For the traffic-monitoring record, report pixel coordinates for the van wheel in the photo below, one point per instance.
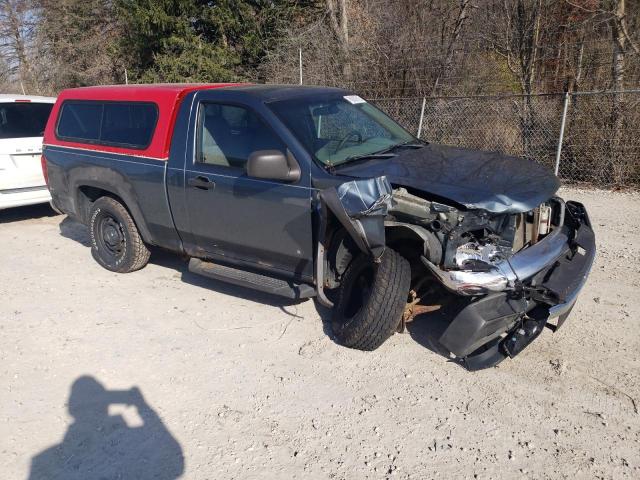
(115, 241)
(371, 300)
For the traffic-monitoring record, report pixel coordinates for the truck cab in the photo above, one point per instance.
(313, 192)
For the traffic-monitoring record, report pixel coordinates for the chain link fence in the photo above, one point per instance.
(600, 145)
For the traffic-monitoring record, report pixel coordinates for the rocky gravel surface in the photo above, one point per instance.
(163, 374)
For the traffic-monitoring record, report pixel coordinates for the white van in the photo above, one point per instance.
(22, 122)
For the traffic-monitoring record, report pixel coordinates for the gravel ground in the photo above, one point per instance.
(162, 374)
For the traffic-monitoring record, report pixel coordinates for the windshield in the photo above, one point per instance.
(22, 120)
(336, 129)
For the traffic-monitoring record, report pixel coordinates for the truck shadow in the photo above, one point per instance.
(426, 329)
(100, 444)
(75, 231)
(79, 233)
(30, 212)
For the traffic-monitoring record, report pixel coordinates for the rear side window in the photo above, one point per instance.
(80, 121)
(23, 120)
(126, 124)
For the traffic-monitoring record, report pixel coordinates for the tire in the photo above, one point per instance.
(371, 301)
(116, 243)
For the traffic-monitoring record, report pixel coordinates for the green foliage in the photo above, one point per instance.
(200, 41)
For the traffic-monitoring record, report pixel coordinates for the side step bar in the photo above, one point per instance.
(252, 280)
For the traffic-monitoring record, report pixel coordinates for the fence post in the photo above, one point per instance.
(300, 63)
(561, 137)
(424, 104)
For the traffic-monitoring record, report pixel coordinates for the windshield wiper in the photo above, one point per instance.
(366, 156)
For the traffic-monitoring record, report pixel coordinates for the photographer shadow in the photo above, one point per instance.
(100, 445)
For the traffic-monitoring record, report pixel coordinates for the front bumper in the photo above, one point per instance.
(543, 283)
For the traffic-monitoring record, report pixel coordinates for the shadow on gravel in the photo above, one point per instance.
(100, 445)
(78, 232)
(18, 214)
(426, 329)
(75, 231)
(175, 262)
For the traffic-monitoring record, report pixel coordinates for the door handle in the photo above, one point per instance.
(201, 182)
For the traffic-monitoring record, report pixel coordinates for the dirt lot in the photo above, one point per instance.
(236, 384)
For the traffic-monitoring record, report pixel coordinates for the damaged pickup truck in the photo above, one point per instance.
(313, 192)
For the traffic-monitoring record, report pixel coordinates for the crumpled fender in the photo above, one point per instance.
(361, 206)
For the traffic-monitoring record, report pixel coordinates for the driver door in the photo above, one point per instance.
(263, 223)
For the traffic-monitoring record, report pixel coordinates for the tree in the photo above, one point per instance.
(78, 40)
(16, 39)
(195, 40)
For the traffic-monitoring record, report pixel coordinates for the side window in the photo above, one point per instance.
(229, 134)
(126, 124)
(80, 120)
(337, 122)
(129, 124)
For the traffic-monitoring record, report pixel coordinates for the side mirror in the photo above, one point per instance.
(273, 165)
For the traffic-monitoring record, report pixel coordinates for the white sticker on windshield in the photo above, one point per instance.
(354, 99)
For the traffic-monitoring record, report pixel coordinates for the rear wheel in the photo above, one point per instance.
(116, 243)
(371, 300)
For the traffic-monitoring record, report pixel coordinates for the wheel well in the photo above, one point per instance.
(341, 249)
(87, 195)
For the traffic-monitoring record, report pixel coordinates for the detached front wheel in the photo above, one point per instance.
(116, 243)
(371, 300)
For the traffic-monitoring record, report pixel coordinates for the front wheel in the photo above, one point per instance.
(371, 300)
(116, 243)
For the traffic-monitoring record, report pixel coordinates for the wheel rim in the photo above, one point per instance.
(358, 291)
(111, 239)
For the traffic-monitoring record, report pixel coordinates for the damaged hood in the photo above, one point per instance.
(490, 181)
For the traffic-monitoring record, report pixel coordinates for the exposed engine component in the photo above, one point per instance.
(477, 257)
(544, 219)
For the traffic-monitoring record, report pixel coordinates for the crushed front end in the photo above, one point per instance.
(508, 274)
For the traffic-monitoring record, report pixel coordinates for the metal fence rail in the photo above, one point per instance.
(586, 137)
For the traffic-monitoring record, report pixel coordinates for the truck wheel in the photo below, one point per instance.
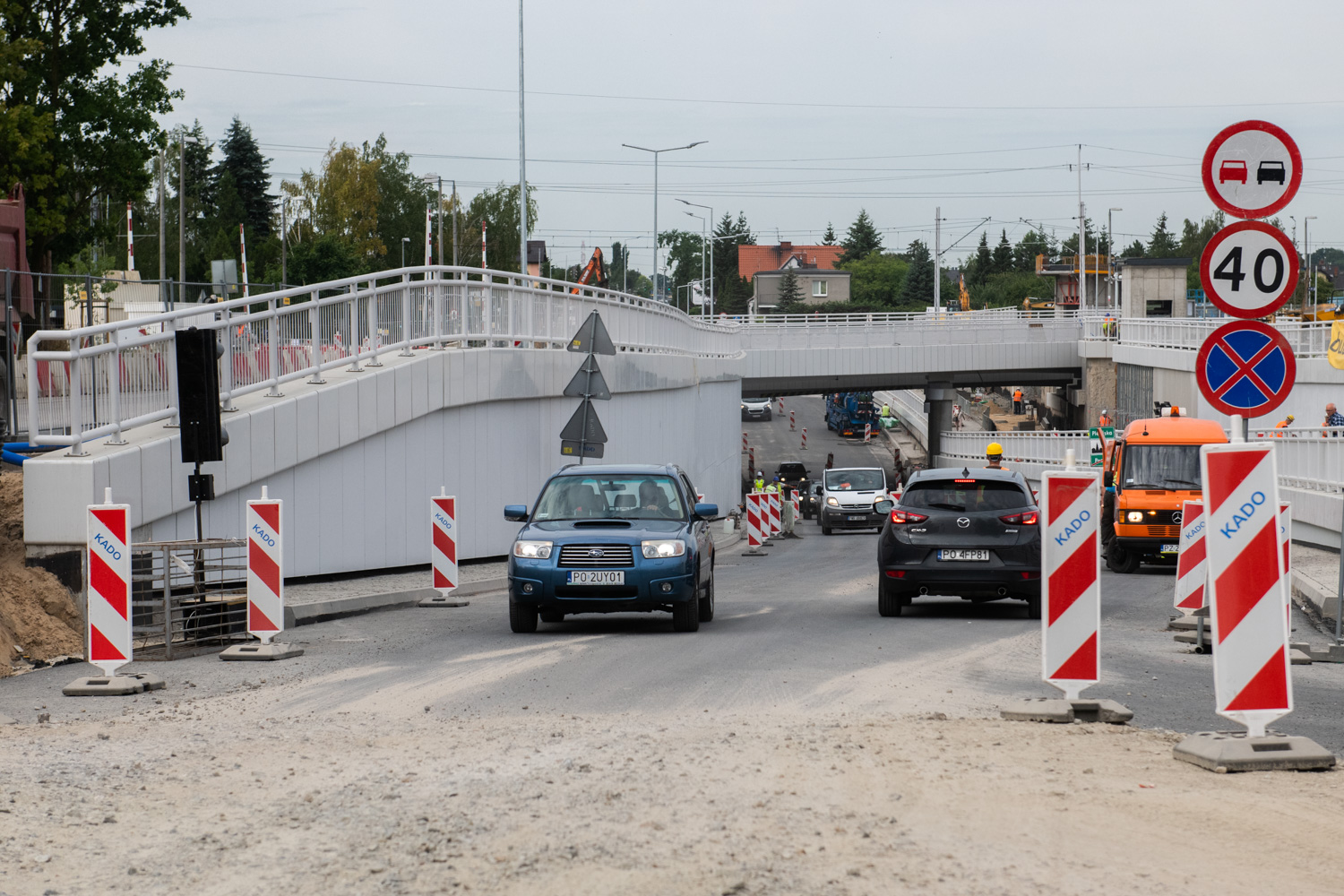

● ● ●

Please format every line of the items above as a numbered list, leaving out blank lines and the pictures.

1. For the traffic-monitoring record, report pixel coordinates for the van wheel in the photo below, one point per instance.
2. (115, 241)
3. (371, 300)
4. For the traffic-monitoring record, report pixel coordinates for the truck cab in the photo above, one point per instance.
5. (313, 192)
6. For the traffic-monitoring record, report pixel coordinates for the chain link fence in the photo above, one point per instance.
7. (600, 145)
8. For the traffic-monitoring record, report pixel coordinates for the rocky gravel surface in the photo above, one point per instance.
9. (163, 374)
10. For the traffic-monitoring record, report pixel coordinates for the white van in the photo above, one point per instance.
11. (22, 122)
12. For the traffic-monitoring record, report pixel coordinates for the gravel ground in the photo above, one point per instance.
13. (162, 374)
14. For the traffic-monitoring record, report pixel coordinates for the windshield in the photo above, one point per instance.
15. (22, 120)
16. (336, 129)
17. For the traffic-monitoring record, report pixel coordinates for the truck shadow in the photo above, one point per instance.
18. (426, 329)
19. (100, 444)
20. (75, 231)
21. (79, 233)
22. (30, 212)
23. For the traffic-monitoring record, report pixel coordinates for the rear side window in the photo above, one point per instance.
24. (80, 121)
25. (23, 120)
26. (126, 124)
27. For the traffic-monitoring record, report pixel coordinates for the tire in the photo above, one point per instance.
28. (371, 301)
29. (116, 243)
30. For the traffic-monitoring record, report pixel coordinates for the green foliage in the photo above, one point per instance.
31. (200, 41)
32. For the traffic-monitoring record, report pixel coordinates for the side step bar in the photo above, one point per instance.
33. (252, 280)
34. For the traffic-monitoring record, report pixel coordinates for the fence post in the photo above, one point per instance.
35. (300, 63)
36. (561, 137)
37. (424, 104)
38. For the traffic-monitoring record, report pixel coordinates for the windshield wiper in the photo above, one point per instance.
39. (366, 156)
40. For the traffic-monitoring record, report pixel coordinates for the photographer shadow in the photo above, one point per instance.
41. (100, 445)
42. For the traffic-monitoring record, report pixel coordinates for the front bumper in the photo above, one point per instance.
43. (543, 283)
44. For the traffic-monitoring record, report pixel coordinates for the shadow on gravel in the photo above, one point per instance.
45. (100, 445)
46. (78, 232)
47. (18, 214)
48. (426, 329)
49. (75, 231)
50. (175, 262)
51. For the traffic-monitoring record, report pixel coordinates for the door handle in the photo above, one point per instance.
52. (201, 182)
53. For the traffic-monitoring record, report pixel coordinates for the dirt lot in the photo above, one point per instance.
54. (236, 384)
55. For the traffic-monitoring record, report pixel coordinates for the damaged pickup truck in the photo above, one point per instance.
56. (313, 192)
57. For the traffic-monitoring record, report pixel coordinates for the crumpled fender in the photo above, one point per instance.
58. (361, 206)
59. For the traffic-monitoring record, report pixel coordinates for the driver door in the photo above, one point per instance.
60. (263, 223)
61. For the traffic-monitoring record, report pixel coordinates for the tree in the photo above, one point per instance.
62. (78, 40)
63. (16, 39)
64. (195, 40)
65. For the traffic-monitoring record, report pixel coordinates for the side window in the photo above, one point per instance.
66. (229, 134)
67. (126, 124)
68. (80, 120)
69. (337, 122)
70. (129, 124)
71. For the traffic-monitoring record, report pixel coordinates for the side mirror in the photo above, one point per instance.
72. (273, 165)
73. For the traffic-monitoring record, report pixel coordinates for the white sticker on windshield in the photo above, one point per instance.
74. (354, 99)
75. For the traffic-monitoring record, report pixel coordinates for the rear wheel in the photo above, one point per instance.
76. (116, 243)
77. (371, 300)
78. For the traffic-monitoring record, report pixel coordinates for the wheel well in the photo above, one point per instance.
79. (341, 249)
80. (87, 195)
81. For the traffic-monitoring record, report pixel coordinates for the detached front wheel in the photo above, one point per instance.
82. (116, 243)
83. (371, 300)
84. For the traffic-monitoring record, report pixel coordinates for the front wheel in the photo above, one point per instance.
85. (371, 300)
86. (116, 243)
87. For the traffic-monitoring record, report pixel coordinates for the wheel rim in the photo above, one point per instance.
88. (358, 291)
89. (111, 239)
90. For the traffic-monitoring record, report pixel coordinates for the damaged hood in the photo above, one point per instance.
91. (490, 181)
92. For the traffic-monitoring record, report pixel coordinates for the exposed engine component in the photo above, one point per instance.
93. (477, 257)
94. (544, 219)
95. For the traffic-monitoring record, report pixel coordinates for the crushed front end in the photo above, one point per instance.
96. (508, 274)
97. For the traffic-monitoring record, report pixel coordinates for the metal fence rail in the photo above, one point per instance.
98. (586, 137)
99. For the traffic-monitoring record, report pixel coordinates for the truck wheel in the photo below, one point per instance.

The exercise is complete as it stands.